>>>>

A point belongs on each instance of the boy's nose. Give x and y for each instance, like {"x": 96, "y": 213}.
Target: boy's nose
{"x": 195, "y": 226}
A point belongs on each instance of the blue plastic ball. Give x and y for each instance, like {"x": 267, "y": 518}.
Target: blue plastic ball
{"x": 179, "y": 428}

<<<<

- What you have to do:
Print out all the material above, unaltered.

- Completed task:
A point belongs on each instance of the boy's nose. Give x and y for each instance, like {"x": 96, "y": 213}.
Target: boy's nose
{"x": 195, "y": 226}
A point belongs on each instance of the blue plastic ball. Give x and y for each instance, like {"x": 267, "y": 518}.
Target: blue plastic ball
{"x": 179, "y": 428}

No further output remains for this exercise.